→ Extrait source:
────────
On se dit que le lieu où l’on grandit, ce territoire où l’on débute son exploration du monde, ne saurait être qu’une expérience individuelle, à la rigueur partagée par quelques autres, compères d’âge, d’espace et de temps, qui n’en auront, de toute façon, qu’exceptionnellement le même filtre. Tout est histoire, dans ce lieu devenant territoire, de point de vue, puis de mouvement. Les fugues que l’on y fait, sachant à peine marcher, en tracent les premières diagonales : celles de mes petites voisines ne seront pas les mêmes, tout comme le tableau que forme la vue depuis la fenêtre de ma chambre ne sera jamais le leur.

Et puis la carte s’agrandit et les cours d’écoles, leurs chemins, rentrent dans nos cartographies. Nous grandissons, changeons d’établissements, devenons adolescents, et les trajets de mon propre territoire sont allés en se compliquant. Tout, en effet, dans le bout de Marseille où j’ai grandi, est entrecoupé : voies ferrées, voies rapides, autoroutes, barres d’immeubles, usines, ateliers… La survie, comme piéton, passe par l’exploration presque méthodique de ce bout de ville, à en trouver les passages dérobés, qu’ils soient tunnels pour marchandises, anciennes carrières d’argile, chemins de ronces ou sentiers a tracer dans la colline. Et y répertorier, en passant, ses futurs lieux secrets, de retrait, d’où contempler le bourdonnement sourd, à bonne distance, de l’activité depuis le port jusqu’à ses pieds ou inviter, plus tard, quelques garçons à s’y rouler.

Ce Marseille là, j’en ai tissé une mémoire qui ne peut être, fondamentalement, que celle d’une personne qui a eu mes points de vues, mes mouvements, mes roulements, autant dire : personne d’autre que moi. Or, dans Grand Littoral, le film de Valérie Jouve réalisé en 2003, je retrouve cette géographie et ces trajets si particuliers, cet entre-deux de ville où le flot des voitures et les passages des trains forment un drone qui forme à son tour un espace, où le vide vibre partout et les points de passages doivent être trouvés.

Je le retrouve aussi dans une partie du travail photographique de Valérie Jouve, comme dans la photo Sans Titre (les Personnages avec le petit François) de 1994 – dont je reconnais, peut-être à tort mais avec grande conviction, le point de prise de vue pour avoir fait partie des terrains que j’ai exploré, peut-être en bout de lycée, un peu plus loin que la salle de dessin. Je ne savais pas encore que la colline où mon établissement était construit était un ancien domaine, surplombé d’un château, dont j’avais découvert, puis occupé, l’ancienne grotte-bergerie un peu à l’écart du gymnase. On murmurait – mythologie adolescente – que la colline du lycée était traversée de part en part d’une galerie, et que des garçons y amenaient des filles pour leur faire peur. Il se disait aussi que les allemands s’en étaient servi pour entreposer des munitions. Ils auraient donc occupé Marseille. Ca me paraissait loin du nord, pourtant.
────────
→ Données fournies:
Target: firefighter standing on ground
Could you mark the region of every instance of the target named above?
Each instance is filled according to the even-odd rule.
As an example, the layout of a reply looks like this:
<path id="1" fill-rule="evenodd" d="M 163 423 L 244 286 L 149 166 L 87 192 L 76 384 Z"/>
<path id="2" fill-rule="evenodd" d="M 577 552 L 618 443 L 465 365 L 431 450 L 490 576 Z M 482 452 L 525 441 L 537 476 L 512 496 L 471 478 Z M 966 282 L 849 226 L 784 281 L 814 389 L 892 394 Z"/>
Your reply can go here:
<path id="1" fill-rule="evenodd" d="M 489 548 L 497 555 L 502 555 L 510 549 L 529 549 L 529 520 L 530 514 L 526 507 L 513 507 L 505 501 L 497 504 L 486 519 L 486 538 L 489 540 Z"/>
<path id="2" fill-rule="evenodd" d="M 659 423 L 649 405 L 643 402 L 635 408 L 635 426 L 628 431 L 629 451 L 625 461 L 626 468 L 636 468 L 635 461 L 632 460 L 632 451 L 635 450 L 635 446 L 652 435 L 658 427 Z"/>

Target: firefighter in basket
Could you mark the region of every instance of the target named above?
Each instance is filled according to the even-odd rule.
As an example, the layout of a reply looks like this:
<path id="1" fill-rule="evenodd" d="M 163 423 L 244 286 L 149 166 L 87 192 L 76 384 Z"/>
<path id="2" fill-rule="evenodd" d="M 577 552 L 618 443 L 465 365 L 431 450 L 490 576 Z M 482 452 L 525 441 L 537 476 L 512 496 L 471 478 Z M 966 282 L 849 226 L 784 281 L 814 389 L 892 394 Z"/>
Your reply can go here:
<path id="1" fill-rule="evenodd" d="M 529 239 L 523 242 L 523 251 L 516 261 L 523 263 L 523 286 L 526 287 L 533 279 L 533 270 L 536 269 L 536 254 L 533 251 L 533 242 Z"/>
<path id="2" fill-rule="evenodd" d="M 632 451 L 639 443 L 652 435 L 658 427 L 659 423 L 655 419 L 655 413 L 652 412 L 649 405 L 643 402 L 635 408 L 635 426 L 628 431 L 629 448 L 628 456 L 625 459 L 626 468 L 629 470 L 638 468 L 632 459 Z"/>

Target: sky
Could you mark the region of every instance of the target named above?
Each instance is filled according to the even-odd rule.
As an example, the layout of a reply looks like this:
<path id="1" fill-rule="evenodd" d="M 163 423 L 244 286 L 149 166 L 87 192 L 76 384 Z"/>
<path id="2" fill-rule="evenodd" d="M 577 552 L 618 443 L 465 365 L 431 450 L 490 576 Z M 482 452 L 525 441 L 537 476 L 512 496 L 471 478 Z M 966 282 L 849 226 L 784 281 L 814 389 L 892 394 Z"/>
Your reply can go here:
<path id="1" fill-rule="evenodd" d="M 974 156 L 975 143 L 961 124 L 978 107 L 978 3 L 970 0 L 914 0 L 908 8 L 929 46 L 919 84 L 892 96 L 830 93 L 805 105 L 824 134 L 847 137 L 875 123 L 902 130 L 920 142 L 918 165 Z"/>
────────
→ Consignes:
A: Réécrivez sous forme de liste le paragraphe du texte sur Marseille ci-dessus qui commence par « Et puis la carte s’agrandit », en gardant ses faits principaux.
B: Extrayez du texte sur Marseille ci-dessus, sans rien y changer, le passage allant de « On se dit que » jusqu’à « jamais le leur. » inclus.
C: Prolongez le texte sur Marseille ci-dessus en reprenant après sa dernière phrase.

→ Réponses attendues:
A:
- La carte s’agrandit : les cours d’écoles et leurs chemins entrent dans nos cartographies.
- En grandissant, en changeant d’établissement et en devenant adolescents, les trajets se compliquent.
- Le bout de Marseille de l’enfance est entrecoupé de voies ferrées, voies rapides, autoroutes, barres d’immeubles, usines et ateliers.
- Pour survivre à pied, il faut explorer presque méthodiquement ce bout de ville et en trouver les passages dérobés : tunnels pour marchandises, anciennes carrières d’argile, chemins de ronces, sentiers à tracer dans la colline.
- On y répertorie aussi de futurs lieux secrets de retrait, d’où contempler à distance l’activité du port ou, plus tard, inviter quelques garçons.

B:
On se dit que le lieu où l’on grandit, ce territoire où l’on débute son exploration du monde, ne saurait être qu’une expérience individuelle, à la rigueur partagée par quelques autres, compères d’âge, d’espace et de temps, qui n’en auront, de toute façon, qu’exceptionnellement le même filtre. Tout est histoire, dans ce lieu devenant territoire, de point de vue, puis de mouvement. Les fugues que l’on y fait, sachant à peine marcher, en tracent les premières diagonales : celles de mes petites voisines ne seront pas les mêmes, tout comme le tableau que forme la vue depuis la fenêtre de ma chambre ne sera jamais le leur.

C:
Cette galerie creusée d’un bout à l’autre de la butte, je l’apprend aujourd’hui, existait bel et bien J’apprends également que Walter Benjamin avait écrit sur ce quartier et qu’il notait, avant-guerre, que “les faubourgs, c’est la ville en état d’urgence, le terrain sur lequel se livre en permanence le combat décisif entre ville et campagne. Celui-ci n’est nulle part plus acharné qu’entre Marseille et le paysage provençal. C’est le combat rapproché (…) des perrons courts de souffle contre les puissantes collines.” Le quartier était alors un mélange d’usines et d’ateliers souvent liée à l’activité du port – tuileries, réparation navale, savonnerie, huilerie, sucrerie – et de grands domaines privés, où trônaient en maître châteaux et bastides ornés de jardins en restanques, parfois de cascades aussi. Après-guerre, ces domaines ont été fragmentés pour construire des logements sociaux pour héberger les ouvriers.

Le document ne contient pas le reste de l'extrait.